- **Page excerpt**
# # # # # # #

Senior Takhona Hlatshwako has been named UNC’s 52nd Rhodes scholar, joining a long list of Tar Heels awarded with the prestigious honor.
Beginning next fall, Hlatshwako will participate in a fully funded one-year interdisciplinary master’s degree program in international health and tropical medicine at the University of Oxford.
The Rhodes scholarship allows students from around the world to pursue a postgraduate degree at the University of Oxford, forming a cohort of approximately 100 scholars.
Hlatshwako said she applied for the scholarship to further her education and combine her love for studying with service.
“I didn’t just want to study global health, I also wanted to do something that I felt was worthwhile,” she said.
Hlatshwako is originally from the Kingdom of Eswatini, formerly known as Swaziland. She is one of the first from her home country and the 33rd Morehead-Cain scholar to receive the Rhodes scholarship. She was selected through the Botswana, Lesotho, Malawi, Namibia and Eswatini Scholarship under the Rhodes Trust.
Hlatshwako said growing up in Eswatini and watching HIV spread quickly among people she knew directly affected her drive toward the field of public health. Witnessing the virus's effects on others was one of the reasons Hlatshwako said she wanted to invest her time in learning more about public health.
“There’s this philosophy called Ubuntu, which means, ‘I am because we are,’ and that was really a huge part of my upbringing,” Hlatshwako said.
She said regardless of who she spoke with in her home community, everyone felt like family and cared for one another.

# # # # # # #

- **Information given**

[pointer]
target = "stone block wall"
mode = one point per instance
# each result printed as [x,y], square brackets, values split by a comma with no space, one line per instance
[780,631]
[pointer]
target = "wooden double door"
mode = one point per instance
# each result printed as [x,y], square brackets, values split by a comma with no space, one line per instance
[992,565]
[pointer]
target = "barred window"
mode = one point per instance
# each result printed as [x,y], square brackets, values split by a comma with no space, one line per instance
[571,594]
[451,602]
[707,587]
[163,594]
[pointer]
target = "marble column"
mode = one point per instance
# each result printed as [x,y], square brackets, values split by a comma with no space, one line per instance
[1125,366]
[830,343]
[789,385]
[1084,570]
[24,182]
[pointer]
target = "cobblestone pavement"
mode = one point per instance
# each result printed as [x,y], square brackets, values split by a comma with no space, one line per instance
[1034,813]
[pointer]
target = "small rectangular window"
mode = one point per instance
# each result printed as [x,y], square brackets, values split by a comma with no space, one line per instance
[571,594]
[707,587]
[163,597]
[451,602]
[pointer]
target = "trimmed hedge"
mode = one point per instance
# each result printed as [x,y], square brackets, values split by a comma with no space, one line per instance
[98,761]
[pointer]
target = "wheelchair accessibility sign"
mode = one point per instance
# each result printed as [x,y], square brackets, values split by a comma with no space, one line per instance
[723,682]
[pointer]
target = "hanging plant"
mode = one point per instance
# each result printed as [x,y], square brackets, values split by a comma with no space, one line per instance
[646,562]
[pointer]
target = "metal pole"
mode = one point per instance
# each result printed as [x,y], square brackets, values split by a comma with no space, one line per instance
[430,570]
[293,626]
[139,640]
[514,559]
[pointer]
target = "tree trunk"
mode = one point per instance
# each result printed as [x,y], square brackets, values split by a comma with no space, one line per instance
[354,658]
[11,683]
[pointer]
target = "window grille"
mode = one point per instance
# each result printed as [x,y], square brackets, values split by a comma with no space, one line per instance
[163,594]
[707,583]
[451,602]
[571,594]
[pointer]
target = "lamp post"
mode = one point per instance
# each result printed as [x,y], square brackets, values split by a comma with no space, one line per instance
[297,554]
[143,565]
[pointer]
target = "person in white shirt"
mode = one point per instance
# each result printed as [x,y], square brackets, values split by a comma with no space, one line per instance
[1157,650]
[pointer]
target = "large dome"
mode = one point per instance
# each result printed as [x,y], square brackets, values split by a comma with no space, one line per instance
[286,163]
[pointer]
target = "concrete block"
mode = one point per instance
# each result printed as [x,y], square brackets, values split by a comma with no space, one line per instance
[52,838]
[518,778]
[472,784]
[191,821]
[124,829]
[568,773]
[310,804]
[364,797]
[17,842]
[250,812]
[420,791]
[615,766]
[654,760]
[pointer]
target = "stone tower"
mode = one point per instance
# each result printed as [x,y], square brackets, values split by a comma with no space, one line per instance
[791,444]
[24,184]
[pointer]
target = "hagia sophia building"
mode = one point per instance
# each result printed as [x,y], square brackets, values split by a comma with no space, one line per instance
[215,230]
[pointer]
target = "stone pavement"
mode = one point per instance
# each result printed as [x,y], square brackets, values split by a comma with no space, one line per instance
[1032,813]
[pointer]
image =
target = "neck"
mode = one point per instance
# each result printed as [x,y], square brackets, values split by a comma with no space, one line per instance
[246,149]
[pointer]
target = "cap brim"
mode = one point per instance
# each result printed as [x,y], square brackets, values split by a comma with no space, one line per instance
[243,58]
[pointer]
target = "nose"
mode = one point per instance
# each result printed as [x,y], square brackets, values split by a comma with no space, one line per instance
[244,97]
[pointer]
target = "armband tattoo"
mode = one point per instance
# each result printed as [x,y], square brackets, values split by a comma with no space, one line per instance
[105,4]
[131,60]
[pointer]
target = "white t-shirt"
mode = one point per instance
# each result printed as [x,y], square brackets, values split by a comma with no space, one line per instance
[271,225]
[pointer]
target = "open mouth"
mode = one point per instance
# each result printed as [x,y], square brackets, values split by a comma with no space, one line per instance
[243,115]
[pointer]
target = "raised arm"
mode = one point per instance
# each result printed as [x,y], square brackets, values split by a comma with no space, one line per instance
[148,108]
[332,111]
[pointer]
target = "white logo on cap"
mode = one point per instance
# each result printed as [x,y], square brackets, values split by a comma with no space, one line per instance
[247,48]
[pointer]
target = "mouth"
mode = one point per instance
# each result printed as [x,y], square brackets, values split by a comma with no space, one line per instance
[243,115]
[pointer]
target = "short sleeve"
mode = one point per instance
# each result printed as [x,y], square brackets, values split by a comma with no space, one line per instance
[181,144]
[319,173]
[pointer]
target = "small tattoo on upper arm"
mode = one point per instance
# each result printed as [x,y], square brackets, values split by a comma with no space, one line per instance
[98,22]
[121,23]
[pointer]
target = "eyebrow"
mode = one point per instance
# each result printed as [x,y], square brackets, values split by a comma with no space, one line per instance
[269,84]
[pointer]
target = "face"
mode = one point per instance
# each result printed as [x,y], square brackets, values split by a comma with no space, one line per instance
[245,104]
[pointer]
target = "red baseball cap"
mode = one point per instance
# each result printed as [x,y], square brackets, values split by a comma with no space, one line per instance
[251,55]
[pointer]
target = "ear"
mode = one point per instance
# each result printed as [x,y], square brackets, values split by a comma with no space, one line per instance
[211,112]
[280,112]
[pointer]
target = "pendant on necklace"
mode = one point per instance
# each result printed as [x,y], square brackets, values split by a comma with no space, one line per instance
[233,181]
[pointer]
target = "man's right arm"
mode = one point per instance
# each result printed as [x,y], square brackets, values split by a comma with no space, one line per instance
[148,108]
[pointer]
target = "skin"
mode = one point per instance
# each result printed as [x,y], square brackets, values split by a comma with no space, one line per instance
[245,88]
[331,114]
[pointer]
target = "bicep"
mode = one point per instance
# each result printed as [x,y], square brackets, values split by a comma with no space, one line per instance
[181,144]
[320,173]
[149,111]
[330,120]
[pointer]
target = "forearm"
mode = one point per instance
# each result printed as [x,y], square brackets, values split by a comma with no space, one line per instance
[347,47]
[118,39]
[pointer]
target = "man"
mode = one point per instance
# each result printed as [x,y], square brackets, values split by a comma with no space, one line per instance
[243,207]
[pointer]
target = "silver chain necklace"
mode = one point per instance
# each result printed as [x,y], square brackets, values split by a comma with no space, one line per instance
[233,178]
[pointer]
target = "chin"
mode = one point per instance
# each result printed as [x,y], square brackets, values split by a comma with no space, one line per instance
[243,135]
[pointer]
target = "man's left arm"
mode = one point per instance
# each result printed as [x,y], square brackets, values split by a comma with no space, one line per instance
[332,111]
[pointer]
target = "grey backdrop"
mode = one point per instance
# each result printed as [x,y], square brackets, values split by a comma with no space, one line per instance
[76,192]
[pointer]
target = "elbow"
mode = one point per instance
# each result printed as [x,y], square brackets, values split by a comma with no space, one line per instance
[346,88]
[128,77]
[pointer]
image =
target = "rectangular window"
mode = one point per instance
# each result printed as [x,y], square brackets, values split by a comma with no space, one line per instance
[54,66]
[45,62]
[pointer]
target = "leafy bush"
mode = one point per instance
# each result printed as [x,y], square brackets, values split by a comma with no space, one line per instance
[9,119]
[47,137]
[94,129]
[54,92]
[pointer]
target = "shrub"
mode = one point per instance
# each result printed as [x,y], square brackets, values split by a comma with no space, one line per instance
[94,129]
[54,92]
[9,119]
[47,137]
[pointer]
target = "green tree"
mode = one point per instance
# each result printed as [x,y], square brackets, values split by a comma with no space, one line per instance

# # # # # # #

Answer these questions about the article on the Rhodes scholar above:
1. At which university will Hlatshwako study?
2. What was the Kingdom of Eswatini formerly known as?
3. What does the philosophy called Ubuntu mean?

1. The University of Oxford
2. Swaziland
3. "I am because we are"